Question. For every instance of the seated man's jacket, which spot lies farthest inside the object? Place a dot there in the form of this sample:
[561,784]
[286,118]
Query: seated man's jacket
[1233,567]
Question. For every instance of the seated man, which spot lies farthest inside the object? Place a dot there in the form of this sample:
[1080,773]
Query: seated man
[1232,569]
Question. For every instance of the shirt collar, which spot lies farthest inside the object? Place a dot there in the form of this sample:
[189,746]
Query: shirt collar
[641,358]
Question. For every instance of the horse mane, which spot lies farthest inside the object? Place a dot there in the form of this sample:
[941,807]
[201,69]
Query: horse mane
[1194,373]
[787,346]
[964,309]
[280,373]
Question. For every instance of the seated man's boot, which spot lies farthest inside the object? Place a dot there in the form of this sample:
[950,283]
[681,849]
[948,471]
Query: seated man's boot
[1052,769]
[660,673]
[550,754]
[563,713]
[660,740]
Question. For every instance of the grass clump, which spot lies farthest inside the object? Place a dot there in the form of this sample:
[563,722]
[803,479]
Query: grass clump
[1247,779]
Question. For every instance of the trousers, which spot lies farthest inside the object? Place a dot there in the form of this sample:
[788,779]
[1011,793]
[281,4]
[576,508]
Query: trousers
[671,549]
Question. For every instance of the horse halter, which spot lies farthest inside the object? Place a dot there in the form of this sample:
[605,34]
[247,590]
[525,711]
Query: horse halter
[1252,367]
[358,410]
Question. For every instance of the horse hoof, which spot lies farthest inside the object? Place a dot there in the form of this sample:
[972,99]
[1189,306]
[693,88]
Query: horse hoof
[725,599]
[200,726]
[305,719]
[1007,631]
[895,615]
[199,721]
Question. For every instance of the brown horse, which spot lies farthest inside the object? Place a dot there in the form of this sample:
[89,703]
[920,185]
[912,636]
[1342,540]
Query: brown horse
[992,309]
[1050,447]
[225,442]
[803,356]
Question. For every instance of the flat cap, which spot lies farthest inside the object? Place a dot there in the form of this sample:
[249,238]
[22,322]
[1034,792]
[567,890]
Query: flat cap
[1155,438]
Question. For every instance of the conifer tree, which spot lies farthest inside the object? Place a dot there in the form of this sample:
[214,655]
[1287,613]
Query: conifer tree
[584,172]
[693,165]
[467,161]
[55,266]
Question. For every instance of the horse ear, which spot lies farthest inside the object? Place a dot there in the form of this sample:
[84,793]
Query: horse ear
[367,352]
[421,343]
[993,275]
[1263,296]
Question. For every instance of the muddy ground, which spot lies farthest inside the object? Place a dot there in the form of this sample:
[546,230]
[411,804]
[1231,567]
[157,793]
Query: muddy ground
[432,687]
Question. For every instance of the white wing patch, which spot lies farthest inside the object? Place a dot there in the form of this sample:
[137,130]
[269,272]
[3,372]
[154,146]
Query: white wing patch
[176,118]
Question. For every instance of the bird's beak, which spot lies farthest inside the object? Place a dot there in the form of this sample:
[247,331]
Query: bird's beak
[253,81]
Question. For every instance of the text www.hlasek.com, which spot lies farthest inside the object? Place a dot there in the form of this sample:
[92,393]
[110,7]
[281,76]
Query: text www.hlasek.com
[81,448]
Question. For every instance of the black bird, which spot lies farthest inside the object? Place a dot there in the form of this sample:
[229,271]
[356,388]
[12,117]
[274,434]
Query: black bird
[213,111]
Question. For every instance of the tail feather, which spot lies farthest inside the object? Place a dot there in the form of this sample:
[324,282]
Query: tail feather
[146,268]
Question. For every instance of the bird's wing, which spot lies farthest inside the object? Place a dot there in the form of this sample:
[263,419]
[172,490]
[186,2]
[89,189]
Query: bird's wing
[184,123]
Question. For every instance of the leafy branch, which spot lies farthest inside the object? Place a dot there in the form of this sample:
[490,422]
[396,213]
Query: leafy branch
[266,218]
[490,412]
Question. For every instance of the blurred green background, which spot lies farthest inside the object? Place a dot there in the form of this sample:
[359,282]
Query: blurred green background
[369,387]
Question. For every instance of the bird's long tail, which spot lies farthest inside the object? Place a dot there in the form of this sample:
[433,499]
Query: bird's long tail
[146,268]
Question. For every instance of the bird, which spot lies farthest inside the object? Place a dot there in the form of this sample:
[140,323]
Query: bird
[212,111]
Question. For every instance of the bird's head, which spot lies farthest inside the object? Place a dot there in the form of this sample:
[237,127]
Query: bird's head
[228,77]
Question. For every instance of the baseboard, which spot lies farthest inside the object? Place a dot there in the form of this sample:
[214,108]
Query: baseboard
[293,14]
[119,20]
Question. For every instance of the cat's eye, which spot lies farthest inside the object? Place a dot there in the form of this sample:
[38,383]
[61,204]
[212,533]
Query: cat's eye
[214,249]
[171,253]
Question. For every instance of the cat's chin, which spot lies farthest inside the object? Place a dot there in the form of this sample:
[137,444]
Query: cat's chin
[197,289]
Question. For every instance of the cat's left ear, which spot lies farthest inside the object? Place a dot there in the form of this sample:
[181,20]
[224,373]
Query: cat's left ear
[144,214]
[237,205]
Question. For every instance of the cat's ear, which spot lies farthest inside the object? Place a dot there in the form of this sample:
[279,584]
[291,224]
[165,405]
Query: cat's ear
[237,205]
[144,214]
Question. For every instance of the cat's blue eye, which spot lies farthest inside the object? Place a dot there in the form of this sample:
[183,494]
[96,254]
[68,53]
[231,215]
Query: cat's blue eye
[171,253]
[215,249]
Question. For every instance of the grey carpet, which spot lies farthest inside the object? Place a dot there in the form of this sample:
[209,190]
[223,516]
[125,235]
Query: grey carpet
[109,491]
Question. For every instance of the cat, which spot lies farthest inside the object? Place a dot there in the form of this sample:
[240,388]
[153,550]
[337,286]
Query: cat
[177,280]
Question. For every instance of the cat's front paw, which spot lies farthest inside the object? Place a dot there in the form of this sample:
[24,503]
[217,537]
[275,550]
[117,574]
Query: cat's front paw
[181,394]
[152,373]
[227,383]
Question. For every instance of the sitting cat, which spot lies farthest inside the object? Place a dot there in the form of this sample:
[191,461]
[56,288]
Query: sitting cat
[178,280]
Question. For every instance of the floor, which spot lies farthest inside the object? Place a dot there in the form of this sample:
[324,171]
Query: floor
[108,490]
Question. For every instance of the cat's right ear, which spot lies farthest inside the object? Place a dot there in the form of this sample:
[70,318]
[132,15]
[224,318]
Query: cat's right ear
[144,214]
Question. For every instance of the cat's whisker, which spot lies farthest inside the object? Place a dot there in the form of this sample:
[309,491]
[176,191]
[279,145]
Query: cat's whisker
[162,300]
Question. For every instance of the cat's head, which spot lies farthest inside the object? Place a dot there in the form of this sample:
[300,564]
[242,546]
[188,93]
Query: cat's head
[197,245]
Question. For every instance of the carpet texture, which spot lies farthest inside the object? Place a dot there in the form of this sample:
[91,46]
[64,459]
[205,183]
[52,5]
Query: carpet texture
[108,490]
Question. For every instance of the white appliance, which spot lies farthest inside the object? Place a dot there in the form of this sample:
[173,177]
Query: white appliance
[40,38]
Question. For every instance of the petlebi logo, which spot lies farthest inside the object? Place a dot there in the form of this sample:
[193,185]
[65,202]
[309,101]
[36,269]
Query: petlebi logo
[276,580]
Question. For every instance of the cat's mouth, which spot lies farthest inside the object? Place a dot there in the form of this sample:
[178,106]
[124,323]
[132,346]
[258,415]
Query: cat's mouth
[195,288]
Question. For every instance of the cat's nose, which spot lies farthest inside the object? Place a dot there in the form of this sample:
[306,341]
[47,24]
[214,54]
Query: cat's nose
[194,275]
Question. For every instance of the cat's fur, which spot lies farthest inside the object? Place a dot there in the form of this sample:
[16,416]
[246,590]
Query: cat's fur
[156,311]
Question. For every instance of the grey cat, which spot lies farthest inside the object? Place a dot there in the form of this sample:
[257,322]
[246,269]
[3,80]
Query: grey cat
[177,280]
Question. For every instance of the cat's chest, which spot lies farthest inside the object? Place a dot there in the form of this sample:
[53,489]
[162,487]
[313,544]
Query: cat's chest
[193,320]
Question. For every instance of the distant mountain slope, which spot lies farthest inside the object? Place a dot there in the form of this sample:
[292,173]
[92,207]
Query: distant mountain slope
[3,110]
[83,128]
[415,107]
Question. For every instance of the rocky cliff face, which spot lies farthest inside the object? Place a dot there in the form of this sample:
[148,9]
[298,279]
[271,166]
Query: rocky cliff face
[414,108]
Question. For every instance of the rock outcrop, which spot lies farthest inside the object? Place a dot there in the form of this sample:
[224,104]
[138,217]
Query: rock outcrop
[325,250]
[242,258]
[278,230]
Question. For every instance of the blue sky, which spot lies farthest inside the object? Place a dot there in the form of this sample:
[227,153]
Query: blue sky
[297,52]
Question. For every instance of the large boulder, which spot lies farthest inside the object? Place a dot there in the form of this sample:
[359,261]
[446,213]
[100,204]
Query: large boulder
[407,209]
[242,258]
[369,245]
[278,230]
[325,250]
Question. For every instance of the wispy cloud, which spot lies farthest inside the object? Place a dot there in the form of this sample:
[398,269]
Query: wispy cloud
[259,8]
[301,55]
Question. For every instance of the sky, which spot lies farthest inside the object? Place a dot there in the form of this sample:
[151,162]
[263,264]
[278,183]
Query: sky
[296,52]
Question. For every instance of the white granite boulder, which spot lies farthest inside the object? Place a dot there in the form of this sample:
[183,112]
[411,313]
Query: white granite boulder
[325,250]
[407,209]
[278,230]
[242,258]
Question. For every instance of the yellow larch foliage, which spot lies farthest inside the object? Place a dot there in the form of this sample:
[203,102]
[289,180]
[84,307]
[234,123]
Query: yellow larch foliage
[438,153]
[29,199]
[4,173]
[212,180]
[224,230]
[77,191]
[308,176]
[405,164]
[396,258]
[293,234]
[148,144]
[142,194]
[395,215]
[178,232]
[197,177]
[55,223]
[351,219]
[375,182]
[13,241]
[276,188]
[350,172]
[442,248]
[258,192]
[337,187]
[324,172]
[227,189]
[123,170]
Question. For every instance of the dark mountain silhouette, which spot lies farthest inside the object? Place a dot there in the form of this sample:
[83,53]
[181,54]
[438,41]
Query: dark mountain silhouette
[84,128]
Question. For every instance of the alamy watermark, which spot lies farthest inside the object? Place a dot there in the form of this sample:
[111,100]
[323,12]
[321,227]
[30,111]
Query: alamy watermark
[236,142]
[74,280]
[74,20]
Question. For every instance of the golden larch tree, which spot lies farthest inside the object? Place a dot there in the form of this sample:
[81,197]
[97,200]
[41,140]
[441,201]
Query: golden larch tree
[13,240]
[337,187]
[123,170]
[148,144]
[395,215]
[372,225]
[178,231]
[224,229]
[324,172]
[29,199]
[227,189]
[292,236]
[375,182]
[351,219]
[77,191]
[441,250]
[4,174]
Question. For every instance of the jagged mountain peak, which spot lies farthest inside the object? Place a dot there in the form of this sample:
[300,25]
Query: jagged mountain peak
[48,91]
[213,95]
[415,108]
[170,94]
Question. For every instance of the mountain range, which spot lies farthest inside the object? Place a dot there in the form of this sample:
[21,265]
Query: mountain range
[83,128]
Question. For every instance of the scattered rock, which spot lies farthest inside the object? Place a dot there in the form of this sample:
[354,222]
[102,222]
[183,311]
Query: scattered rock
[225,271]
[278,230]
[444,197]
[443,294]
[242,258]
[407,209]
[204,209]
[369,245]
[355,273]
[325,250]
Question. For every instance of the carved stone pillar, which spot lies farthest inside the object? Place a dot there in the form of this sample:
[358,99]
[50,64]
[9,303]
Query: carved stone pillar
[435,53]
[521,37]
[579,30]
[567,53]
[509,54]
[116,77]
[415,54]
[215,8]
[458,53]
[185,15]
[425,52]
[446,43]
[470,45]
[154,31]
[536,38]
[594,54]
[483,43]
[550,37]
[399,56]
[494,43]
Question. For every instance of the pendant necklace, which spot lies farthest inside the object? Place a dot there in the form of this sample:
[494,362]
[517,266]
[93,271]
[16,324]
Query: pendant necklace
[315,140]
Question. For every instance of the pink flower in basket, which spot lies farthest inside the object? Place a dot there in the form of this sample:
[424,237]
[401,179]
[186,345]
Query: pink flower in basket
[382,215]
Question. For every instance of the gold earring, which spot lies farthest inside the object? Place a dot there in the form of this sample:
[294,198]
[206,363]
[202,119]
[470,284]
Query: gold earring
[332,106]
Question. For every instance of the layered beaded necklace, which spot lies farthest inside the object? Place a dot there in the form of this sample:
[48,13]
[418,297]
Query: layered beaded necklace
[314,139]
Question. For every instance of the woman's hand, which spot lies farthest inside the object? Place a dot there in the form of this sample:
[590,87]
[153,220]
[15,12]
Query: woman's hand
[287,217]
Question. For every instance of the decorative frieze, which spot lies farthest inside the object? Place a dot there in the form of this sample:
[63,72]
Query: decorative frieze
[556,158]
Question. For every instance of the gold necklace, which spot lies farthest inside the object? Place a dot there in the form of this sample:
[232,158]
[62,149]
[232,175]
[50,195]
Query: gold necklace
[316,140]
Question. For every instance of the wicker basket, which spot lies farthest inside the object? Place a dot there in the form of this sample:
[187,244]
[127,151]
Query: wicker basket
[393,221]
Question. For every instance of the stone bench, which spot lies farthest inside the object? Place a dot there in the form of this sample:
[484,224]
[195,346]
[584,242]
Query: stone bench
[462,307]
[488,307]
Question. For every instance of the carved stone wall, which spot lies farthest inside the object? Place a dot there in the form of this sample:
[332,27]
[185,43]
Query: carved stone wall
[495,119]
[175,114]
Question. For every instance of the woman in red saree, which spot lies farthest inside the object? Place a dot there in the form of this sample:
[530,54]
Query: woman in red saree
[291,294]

######

An exact transcription of the lines from the start of the listing through the line bearing "Question. For every instance of the seated man's boot, which" is the whole answer.

Question. For every instance of the seated man's jacket, which spot lies farthest inside the object? Place a dot there in the form of this sample:
[561,784]
[286,118]
Query: seated man's jacket
[1233,567]
Question. For every instance of the seated man, which spot lies farthest inside the object? Place a dot there in the form of this sample:
[1080,773]
Query: seated man
[1232,569]
Question. For every instance of the shirt collar, which spot lies farthest inside the object? Place a dot there in the form of this sample:
[189,746]
Query: shirt collar
[641,358]
Question. For every instance of the horse mane, which spot lies farthest inside the object? Place a dot there in the form of this sample:
[941,807]
[201,69]
Query: horse mane
[1194,373]
[787,346]
[964,309]
[280,373]
Question. For every instance of the seated man's boot, which spot lies farthest inside the object? Place a dot there in the form of this sample:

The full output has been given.